§ Task to complete
Please count the lines in the data below that contain the word "white", and reply with only that number.

§ Data extract
— BEGIN —

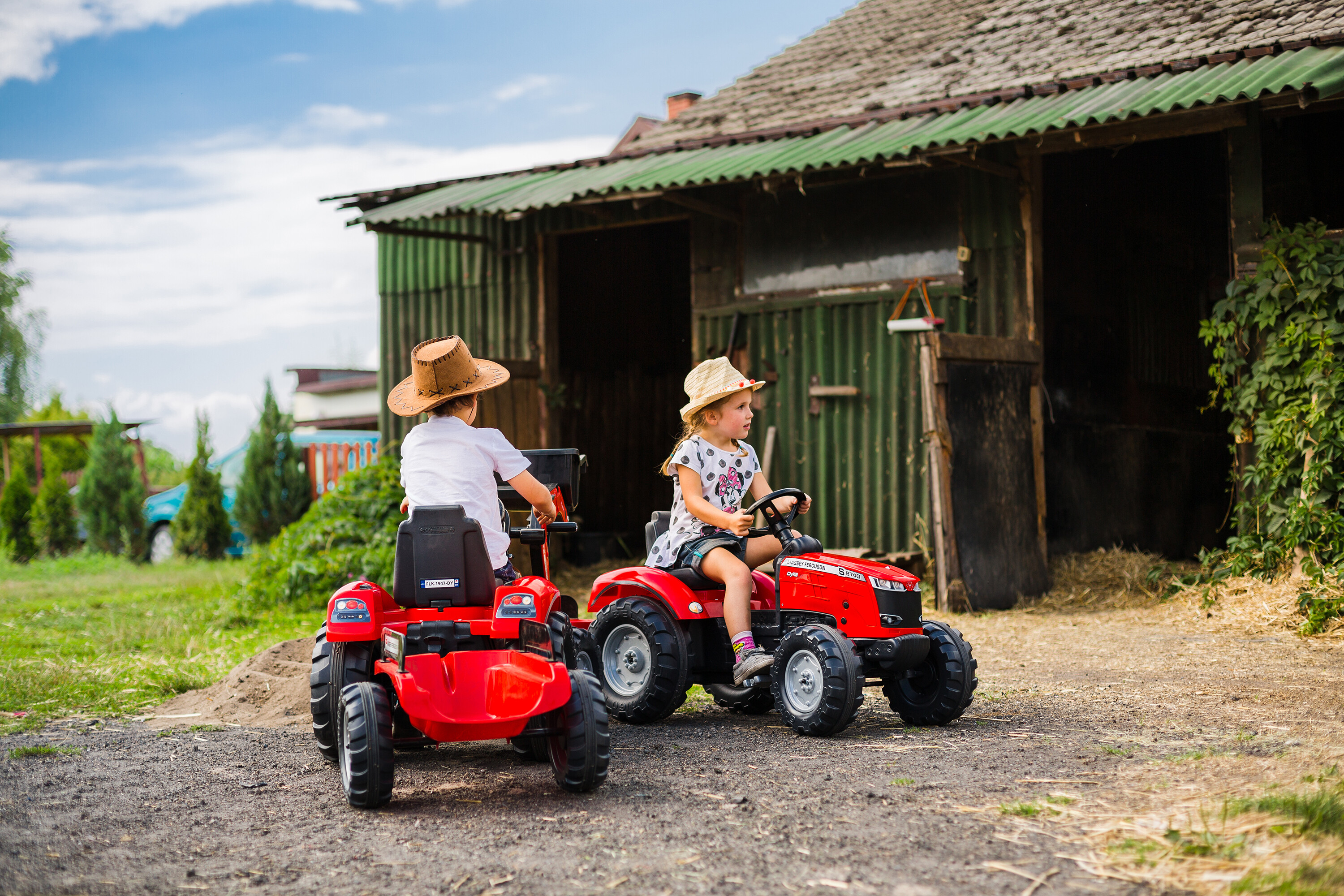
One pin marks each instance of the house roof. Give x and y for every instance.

— END —
— BEGIN —

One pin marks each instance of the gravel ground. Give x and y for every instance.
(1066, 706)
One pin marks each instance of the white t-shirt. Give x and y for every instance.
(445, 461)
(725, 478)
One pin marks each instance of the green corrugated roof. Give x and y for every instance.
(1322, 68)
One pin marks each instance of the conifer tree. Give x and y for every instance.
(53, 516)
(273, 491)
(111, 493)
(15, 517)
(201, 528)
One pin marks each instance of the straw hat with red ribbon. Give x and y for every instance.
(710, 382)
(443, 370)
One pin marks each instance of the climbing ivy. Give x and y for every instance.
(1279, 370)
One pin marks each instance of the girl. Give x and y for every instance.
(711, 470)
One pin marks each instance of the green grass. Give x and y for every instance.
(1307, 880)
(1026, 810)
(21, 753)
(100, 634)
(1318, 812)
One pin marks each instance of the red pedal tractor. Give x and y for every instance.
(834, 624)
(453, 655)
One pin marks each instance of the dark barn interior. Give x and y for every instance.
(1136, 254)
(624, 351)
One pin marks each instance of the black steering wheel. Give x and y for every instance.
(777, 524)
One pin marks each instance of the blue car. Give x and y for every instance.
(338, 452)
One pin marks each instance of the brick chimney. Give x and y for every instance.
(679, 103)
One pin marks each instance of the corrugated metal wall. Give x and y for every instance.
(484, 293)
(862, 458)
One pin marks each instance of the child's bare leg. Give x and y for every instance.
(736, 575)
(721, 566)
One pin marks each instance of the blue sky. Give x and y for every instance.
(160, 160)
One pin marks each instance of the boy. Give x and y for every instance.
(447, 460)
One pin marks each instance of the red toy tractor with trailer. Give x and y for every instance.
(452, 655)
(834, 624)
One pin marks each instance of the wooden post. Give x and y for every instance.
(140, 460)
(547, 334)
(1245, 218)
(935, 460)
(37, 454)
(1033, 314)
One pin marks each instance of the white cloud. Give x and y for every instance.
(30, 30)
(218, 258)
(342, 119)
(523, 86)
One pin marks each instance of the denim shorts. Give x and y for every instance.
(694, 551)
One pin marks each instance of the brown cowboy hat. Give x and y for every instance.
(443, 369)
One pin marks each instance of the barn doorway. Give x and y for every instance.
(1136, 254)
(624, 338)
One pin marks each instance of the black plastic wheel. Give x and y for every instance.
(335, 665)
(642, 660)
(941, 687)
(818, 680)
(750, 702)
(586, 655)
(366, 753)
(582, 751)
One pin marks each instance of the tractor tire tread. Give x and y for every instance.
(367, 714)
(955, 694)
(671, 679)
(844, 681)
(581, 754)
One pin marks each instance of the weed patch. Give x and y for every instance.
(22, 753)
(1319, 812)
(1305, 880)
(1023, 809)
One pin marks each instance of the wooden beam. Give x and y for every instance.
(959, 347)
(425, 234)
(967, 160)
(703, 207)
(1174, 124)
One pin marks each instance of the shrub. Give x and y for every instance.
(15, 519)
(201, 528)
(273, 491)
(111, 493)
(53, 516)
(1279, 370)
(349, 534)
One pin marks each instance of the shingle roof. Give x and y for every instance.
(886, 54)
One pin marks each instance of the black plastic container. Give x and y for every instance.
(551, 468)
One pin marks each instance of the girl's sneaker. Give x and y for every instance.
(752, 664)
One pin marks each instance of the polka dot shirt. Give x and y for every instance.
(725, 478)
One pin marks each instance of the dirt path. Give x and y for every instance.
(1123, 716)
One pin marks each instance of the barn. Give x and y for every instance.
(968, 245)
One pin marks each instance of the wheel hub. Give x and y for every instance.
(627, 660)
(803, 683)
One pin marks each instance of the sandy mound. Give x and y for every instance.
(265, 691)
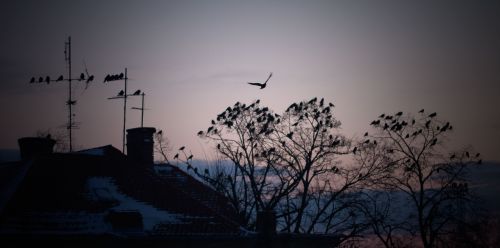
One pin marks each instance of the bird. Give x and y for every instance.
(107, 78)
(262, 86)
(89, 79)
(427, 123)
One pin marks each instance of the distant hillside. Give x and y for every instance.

— END —
— BEGIN —

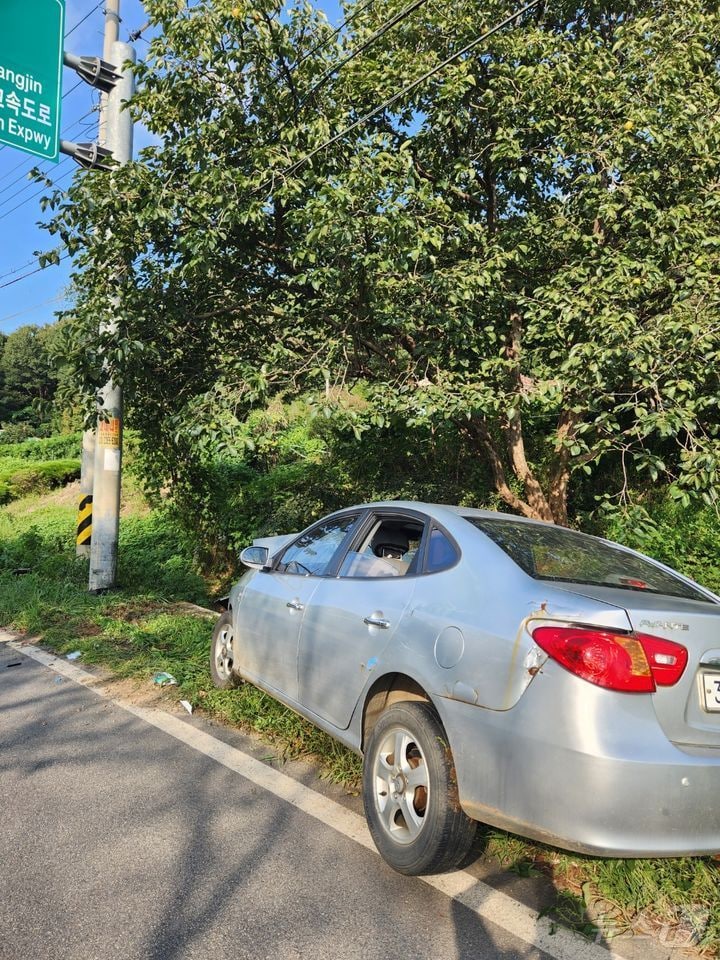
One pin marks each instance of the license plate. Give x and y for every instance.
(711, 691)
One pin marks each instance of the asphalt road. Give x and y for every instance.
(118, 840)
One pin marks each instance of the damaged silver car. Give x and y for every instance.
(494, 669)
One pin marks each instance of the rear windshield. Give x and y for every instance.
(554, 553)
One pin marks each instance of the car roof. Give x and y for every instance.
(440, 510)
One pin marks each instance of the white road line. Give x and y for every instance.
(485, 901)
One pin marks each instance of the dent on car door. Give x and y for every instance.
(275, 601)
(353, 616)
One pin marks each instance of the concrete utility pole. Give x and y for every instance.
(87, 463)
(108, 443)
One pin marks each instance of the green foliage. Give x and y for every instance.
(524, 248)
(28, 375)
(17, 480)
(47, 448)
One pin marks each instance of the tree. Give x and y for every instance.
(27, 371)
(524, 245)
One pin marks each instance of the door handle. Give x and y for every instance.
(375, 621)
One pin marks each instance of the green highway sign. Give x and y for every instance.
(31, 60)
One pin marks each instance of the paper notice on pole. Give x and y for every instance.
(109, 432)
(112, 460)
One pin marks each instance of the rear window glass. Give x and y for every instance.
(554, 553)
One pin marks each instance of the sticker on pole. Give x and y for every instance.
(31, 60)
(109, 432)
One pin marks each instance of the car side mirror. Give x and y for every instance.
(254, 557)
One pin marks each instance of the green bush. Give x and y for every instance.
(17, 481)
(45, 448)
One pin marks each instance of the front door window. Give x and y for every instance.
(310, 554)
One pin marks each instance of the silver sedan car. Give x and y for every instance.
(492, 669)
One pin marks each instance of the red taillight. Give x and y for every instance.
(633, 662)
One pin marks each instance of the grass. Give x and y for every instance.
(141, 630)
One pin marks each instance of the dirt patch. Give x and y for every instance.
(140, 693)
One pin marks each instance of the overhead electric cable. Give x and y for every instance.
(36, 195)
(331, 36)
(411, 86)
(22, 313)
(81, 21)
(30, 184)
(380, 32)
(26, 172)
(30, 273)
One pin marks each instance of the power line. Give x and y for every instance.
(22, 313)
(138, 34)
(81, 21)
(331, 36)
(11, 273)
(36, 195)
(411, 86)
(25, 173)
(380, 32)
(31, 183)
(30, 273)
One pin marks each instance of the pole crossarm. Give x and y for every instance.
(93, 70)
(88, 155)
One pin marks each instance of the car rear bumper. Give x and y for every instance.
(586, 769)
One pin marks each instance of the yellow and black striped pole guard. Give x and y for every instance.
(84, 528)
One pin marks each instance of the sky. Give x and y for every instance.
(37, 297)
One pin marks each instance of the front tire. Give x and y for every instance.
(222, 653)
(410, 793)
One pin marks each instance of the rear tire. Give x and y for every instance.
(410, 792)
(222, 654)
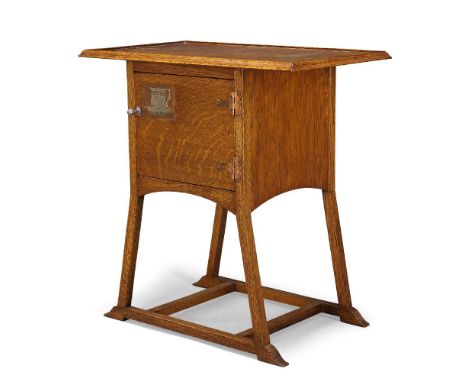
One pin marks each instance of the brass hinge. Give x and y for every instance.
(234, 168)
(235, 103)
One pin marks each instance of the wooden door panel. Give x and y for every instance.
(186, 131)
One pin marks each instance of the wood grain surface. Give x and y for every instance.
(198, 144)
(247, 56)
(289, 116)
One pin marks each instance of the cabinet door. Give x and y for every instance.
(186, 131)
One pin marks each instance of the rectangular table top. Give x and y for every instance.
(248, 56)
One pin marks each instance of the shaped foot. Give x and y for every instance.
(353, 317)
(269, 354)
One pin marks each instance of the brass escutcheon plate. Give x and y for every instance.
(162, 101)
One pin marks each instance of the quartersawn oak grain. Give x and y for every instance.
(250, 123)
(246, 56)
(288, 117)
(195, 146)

— END —

§ The solution
3